• [The records]:
Begin

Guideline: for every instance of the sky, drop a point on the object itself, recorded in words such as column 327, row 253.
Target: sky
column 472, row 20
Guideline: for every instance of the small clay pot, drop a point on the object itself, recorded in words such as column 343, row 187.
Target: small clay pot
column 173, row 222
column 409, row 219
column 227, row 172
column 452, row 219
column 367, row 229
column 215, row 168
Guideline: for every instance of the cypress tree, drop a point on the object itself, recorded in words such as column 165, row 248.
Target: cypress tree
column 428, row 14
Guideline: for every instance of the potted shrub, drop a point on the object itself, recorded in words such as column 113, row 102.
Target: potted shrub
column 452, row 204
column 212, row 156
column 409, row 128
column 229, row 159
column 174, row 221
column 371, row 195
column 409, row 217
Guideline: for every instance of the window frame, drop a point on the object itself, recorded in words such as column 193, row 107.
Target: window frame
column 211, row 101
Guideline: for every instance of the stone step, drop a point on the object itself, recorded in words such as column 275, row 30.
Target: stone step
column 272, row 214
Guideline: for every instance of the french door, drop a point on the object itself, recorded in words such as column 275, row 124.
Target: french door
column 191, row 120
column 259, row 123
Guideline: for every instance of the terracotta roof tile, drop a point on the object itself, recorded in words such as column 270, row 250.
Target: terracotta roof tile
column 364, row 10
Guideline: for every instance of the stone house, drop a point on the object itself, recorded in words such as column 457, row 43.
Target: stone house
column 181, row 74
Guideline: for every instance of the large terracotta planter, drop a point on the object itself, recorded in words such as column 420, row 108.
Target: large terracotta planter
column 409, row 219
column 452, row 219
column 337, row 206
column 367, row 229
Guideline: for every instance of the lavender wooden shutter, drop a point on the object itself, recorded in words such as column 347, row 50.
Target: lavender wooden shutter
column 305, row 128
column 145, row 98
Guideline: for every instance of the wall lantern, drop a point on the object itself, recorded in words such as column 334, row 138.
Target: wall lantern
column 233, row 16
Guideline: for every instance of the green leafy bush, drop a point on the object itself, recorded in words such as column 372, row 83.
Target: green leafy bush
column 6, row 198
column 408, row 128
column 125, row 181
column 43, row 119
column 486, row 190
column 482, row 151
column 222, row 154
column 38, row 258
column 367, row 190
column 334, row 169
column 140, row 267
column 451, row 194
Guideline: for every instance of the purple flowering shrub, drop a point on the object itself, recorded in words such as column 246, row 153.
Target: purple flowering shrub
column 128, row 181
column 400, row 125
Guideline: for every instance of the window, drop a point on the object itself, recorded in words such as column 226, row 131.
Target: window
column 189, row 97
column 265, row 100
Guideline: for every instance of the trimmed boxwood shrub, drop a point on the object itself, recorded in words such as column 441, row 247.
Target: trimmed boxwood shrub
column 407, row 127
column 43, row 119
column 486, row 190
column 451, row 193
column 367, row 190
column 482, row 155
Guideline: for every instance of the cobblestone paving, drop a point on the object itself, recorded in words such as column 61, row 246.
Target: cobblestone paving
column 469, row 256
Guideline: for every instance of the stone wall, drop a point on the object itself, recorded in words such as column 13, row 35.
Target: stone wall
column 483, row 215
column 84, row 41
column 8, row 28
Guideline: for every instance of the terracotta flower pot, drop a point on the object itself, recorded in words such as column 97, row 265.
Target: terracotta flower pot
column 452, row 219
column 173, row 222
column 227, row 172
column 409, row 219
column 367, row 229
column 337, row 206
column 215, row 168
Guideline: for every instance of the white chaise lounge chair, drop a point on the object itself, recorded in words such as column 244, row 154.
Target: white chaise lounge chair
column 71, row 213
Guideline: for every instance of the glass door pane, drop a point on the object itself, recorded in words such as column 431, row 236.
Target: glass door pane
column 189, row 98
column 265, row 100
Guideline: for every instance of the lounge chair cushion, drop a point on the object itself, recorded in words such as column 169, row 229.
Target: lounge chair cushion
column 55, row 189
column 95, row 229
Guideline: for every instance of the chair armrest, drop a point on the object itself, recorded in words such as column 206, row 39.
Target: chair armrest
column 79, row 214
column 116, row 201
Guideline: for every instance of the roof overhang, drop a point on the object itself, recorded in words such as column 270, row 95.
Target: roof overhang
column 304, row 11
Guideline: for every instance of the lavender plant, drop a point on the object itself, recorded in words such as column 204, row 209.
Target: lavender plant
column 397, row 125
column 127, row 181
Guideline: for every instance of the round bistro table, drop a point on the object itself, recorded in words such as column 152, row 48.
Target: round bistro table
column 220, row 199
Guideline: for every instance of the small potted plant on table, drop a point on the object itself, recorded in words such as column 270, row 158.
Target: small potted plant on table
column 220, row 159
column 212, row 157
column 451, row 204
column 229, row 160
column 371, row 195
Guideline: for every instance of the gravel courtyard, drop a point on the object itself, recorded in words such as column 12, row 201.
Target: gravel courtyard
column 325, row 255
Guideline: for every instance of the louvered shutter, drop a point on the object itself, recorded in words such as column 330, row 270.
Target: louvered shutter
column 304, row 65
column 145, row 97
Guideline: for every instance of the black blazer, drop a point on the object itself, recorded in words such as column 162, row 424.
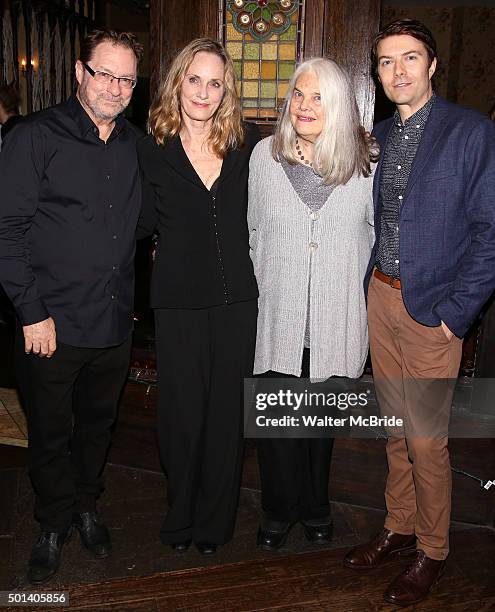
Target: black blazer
column 202, row 258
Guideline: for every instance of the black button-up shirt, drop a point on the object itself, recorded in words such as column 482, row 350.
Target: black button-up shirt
column 69, row 206
column 402, row 145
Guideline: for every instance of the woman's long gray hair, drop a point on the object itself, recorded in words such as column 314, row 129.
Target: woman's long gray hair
column 343, row 149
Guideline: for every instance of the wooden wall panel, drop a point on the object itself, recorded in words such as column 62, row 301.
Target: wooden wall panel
column 313, row 28
column 173, row 24
column 349, row 27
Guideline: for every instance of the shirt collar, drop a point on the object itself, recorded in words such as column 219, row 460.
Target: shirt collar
column 419, row 118
column 84, row 121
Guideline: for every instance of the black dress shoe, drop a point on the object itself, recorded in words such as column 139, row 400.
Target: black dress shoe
column 318, row 534
column 272, row 538
column 94, row 535
column 181, row 546
column 206, row 548
column 45, row 556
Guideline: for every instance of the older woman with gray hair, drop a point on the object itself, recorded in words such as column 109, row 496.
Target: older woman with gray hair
column 310, row 219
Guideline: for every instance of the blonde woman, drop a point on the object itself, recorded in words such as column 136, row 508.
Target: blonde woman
column 203, row 291
column 310, row 221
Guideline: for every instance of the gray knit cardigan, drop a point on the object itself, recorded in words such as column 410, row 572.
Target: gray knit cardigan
column 289, row 243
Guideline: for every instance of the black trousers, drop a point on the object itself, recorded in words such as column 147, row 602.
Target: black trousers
column 202, row 357
column 294, row 472
column 71, row 404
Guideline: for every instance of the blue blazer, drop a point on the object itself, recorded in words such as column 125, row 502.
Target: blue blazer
column 447, row 218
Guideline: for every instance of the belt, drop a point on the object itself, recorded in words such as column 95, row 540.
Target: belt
column 385, row 278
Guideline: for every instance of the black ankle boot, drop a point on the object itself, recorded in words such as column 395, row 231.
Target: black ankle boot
column 94, row 535
column 45, row 556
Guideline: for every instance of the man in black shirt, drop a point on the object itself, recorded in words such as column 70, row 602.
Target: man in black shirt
column 70, row 202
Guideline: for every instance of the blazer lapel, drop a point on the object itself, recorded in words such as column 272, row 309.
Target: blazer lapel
column 434, row 128
column 378, row 171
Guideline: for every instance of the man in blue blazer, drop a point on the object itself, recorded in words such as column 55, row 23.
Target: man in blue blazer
column 431, row 271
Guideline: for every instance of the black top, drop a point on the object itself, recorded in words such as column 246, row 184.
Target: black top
column 8, row 125
column 402, row 145
column 70, row 205
column 202, row 258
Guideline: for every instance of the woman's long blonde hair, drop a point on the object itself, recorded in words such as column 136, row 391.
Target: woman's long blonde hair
column 227, row 131
column 343, row 149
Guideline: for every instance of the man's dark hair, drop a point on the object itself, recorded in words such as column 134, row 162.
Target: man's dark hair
column 96, row 37
column 410, row 27
column 10, row 99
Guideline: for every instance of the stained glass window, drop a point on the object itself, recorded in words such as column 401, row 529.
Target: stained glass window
column 265, row 40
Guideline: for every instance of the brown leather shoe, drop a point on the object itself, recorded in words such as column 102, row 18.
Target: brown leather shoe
column 381, row 547
column 414, row 584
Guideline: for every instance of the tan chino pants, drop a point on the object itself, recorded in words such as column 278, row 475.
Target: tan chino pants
column 414, row 367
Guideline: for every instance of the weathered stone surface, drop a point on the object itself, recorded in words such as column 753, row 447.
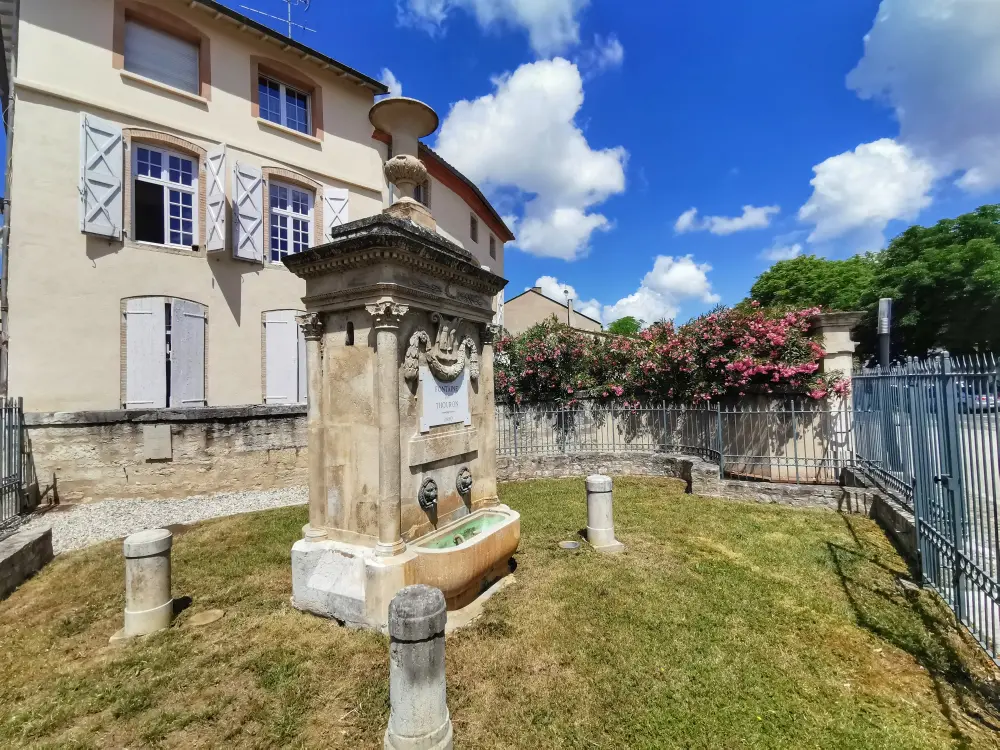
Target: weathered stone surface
column 84, row 456
column 418, row 718
column 22, row 555
column 148, row 601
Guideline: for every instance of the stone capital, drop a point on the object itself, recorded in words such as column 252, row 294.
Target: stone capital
column 387, row 313
column 312, row 326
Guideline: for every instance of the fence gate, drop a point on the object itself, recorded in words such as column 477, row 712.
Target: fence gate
column 13, row 485
column 929, row 430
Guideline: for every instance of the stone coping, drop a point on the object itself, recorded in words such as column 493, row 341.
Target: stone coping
column 151, row 416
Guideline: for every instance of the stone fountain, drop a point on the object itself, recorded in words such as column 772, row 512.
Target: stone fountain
column 401, row 421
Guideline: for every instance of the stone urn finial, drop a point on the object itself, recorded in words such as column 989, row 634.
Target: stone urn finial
column 406, row 121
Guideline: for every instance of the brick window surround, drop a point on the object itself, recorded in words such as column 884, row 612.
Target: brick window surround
column 157, row 18
column 135, row 136
column 280, row 174
column 279, row 71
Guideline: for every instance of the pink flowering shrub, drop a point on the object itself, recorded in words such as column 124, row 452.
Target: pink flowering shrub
column 725, row 354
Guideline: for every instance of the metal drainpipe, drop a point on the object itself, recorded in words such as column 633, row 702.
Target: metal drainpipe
column 5, row 235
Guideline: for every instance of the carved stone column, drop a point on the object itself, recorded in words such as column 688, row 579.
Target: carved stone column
column 388, row 315
column 312, row 329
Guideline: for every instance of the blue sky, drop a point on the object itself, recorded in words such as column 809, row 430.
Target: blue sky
column 597, row 125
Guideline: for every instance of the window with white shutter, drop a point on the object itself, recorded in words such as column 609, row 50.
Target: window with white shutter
column 163, row 57
column 284, row 358
column 164, row 353
column 291, row 215
column 101, row 167
column 145, row 353
column 164, row 197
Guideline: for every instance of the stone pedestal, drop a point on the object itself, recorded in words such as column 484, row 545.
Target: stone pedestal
column 149, row 605
column 418, row 718
column 600, row 516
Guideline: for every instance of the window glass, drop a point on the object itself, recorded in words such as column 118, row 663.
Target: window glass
column 164, row 190
column 291, row 220
column 283, row 105
column 163, row 57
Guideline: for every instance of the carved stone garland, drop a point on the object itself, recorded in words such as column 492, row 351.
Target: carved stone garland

End

• [Work to be completed]: Recast the lines as a numbered list, starting at the beginning of the records and ending at the line that contains "column 472, row 20", with blank lines left out.

• [Finished task]:
1. Guideline: for every instance of the sky, drop a point on the object itself, recorded in words such as column 327, row 253.
2. Target: sky
3. column 472, row 20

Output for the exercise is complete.